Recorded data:
########

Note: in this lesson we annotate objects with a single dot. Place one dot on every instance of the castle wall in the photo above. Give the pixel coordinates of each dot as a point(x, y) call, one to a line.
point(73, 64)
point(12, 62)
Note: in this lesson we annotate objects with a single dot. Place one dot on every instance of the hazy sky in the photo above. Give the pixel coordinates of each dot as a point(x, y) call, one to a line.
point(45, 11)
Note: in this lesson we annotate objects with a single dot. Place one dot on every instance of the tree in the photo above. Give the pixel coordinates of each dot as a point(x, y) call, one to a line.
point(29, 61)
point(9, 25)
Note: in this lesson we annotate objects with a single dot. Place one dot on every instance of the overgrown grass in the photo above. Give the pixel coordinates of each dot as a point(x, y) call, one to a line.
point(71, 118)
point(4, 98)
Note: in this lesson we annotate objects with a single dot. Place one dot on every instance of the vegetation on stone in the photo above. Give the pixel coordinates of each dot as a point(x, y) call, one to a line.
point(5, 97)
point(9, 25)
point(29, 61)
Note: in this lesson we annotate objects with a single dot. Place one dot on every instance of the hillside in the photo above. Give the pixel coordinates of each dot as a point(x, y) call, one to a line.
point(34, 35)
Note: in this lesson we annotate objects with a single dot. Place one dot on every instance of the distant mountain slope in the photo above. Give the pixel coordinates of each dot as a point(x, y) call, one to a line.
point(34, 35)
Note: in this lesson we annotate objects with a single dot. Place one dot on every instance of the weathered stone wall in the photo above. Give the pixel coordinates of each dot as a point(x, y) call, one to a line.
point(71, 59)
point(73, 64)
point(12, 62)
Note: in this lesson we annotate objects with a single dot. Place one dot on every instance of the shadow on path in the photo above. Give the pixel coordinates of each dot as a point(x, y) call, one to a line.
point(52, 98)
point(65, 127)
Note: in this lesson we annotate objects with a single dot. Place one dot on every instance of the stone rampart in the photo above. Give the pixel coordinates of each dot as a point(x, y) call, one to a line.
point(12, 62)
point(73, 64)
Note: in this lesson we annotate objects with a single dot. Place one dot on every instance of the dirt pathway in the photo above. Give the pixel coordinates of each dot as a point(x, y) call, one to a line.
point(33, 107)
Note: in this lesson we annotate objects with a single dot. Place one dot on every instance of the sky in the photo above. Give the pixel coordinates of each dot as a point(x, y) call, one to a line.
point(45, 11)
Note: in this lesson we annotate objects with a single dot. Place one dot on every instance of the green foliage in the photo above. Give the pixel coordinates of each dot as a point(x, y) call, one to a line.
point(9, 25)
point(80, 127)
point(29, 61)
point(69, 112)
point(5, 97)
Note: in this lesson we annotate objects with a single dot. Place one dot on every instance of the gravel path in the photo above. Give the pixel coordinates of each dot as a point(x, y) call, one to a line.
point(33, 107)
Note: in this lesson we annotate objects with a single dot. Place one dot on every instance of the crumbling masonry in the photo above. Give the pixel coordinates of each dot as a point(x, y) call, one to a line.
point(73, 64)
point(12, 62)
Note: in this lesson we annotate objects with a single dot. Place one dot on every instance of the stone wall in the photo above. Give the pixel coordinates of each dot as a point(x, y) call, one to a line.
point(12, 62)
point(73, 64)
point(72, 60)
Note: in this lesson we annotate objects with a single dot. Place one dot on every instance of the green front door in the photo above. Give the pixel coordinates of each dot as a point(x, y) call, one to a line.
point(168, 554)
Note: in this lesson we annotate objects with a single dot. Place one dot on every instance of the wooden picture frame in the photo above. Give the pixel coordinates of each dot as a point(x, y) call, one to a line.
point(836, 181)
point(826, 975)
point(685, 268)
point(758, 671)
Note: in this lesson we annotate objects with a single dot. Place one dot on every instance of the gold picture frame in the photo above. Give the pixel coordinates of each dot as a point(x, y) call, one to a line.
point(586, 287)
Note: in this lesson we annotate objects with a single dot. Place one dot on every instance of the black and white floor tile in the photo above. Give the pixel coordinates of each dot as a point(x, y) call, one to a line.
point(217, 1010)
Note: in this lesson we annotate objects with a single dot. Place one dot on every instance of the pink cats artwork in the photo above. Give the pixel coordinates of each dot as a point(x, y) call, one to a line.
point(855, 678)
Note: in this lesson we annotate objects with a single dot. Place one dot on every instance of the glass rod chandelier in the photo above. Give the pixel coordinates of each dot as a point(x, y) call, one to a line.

########

### GOAL OF THE EXERCISE
Output the lines above verbatim and in full.

### RESULT FOR THIS EXERCISE
Note: in this lesson we annotate objects with a single dot. Place one dot on every instance of the castle wall in the photo above. Give the pixel coordinates of each dot as a point(x, y) call, one to a line.
point(73, 64)
point(12, 62)
Note: in this lesson we annotate objects with a single dot. Place one dot on every instance of the hazy sky in the photo above. Give the pixel coordinates of each dot as a point(x, y) call, one to a line.
point(45, 11)
Note: in this lesson we annotate objects with a single dot. Place one dot on every instance of the tree in the photo above. Give the pixel coordinates of each dot as a point(x, y) call, one to a line.
point(29, 61)
point(9, 25)
Note: in this lesson we annotate objects with a single dot. Place one dot on every instance of the overgrown grass in the photo above. Give the pixel coordinates of each dot as a point(x, y) call, one to a line.
point(71, 118)
point(4, 98)
Note: in this lesson we annotate objects with a single dot. Place one dot on every instance of the vegetation on stone in the photo above. Give the pixel coordinates of each dot as a point(x, y) call, one to a line.
point(5, 97)
point(9, 25)
point(29, 61)
Note: in this lesson we annotate objects with a single dot. Place one dot on every instance of the hillside in the photo above. Give the pixel coordinates of each dot as a point(x, y) call, one to a line.
point(34, 35)
Note: in this lesson we annotate objects with a single dot. Place one dot on every instance of the distant mountain slope in the photo above. Give the pixel coordinates of each dot as a point(x, y) call, one to a line.
point(34, 35)
Note: in this lesson we annotate objects with a single dot. Place one dot on every instance of the weathered stone wall in the photo above. Give the pixel coordinates of each dot as a point(x, y) call, one to a line.
point(71, 59)
point(73, 64)
point(12, 62)
Note: in this lesson we annotate objects with a single dot. Place one dot on every instance of the shadow on path in the photo above. Give the pixel coordinates of each dot as a point(x, y) call, one to a line.
point(52, 98)
point(65, 127)
Note: in this lesson we annotate objects with a single dot. Place one dot on every instance of the stone rampart in the photo above. Give the pixel coordinates of each dot as a point(x, y) call, one to a line.
point(12, 62)
point(73, 64)
Note: in this lesson we annotate objects with a single dot. Place one dot on every instance of the dirt pathway in the photo above. Give the pixel coordinates of each dot as a point(x, y) call, one to a line.
point(33, 107)
Note: in this lesson we annotate objects with a single dot. Place one dot on every instance of the sky in the photo above. Give the pixel coordinates of each dot as a point(x, y) call, one to a line.
point(45, 11)
Note: in this lesson we annotate objects with a single dot. Place one dot on every instance of the green foliage in the photo above. Give the pixel coordinates of each dot as a point(x, y) call, one to a line.
point(9, 25)
point(80, 127)
point(29, 61)
point(69, 112)
point(5, 97)
Note: in this lesson we annotate objects with a single dot. Place one dot on every instance of the gravel path in the photo above. Give the pixel coordinates of each dot as a point(x, y) call, one to a line.
point(33, 107)
Note: in this lesson we annotate objects with a single dot. Place one dot on every instance of the crumbling masonry in the photo above. Give the pixel coordinates of each dot as a point(x, y) call, one to a line.
point(73, 64)
point(12, 62)
Note: in this lesson we annotate objects with a single dot. Place one dot on every instance of the stone wall in the photo above. Give the pixel coordinates of each dot as a point(x, y) call, one to a line.
point(12, 62)
point(73, 64)
point(72, 60)
Note: in this lesson we annotate objects with a single dot. Place one dot on every instance of the green front door in the photo above. Give the pixel coordinates of each dot as a point(x, y) call, one to a line.
point(168, 554)
Note: in this lesson we annotate objects with a single dot. Place one dot on every instance of the wooden picture frame in the photo above. Give the pixel coordinates of each dot as a point(x, y) call, one to a line.
point(836, 181)
point(826, 975)
point(685, 268)
point(758, 671)
Note: in this lesson we annotate objects with a single dot. Place one dot on every instance of the gold picture frame in the photo above. Give the pixel coordinates of each dot as a point(x, y) call, one to a line.
point(586, 287)
Note: in this lesson we annotate objects with a single dot. Place one dot on every instance of the black and white floor tile in the photo above. Give the pixel coordinates of each dot as a point(x, y) call, one to a line.
point(217, 1010)
Note: in this lesson we annotate objects with a single dot. Place one dot on every instance of the pink cats artwork in the photo above. Give the pixel coordinates of each dot as a point(x, y) call, one to a line.
point(855, 678)
Note: in this lesson we annotate objects with a single dot. Place one dot on every instance of the glass rod chandelier in the photo above. Give the pixel coordinates of each dot as a point(x, y) call, one to a line.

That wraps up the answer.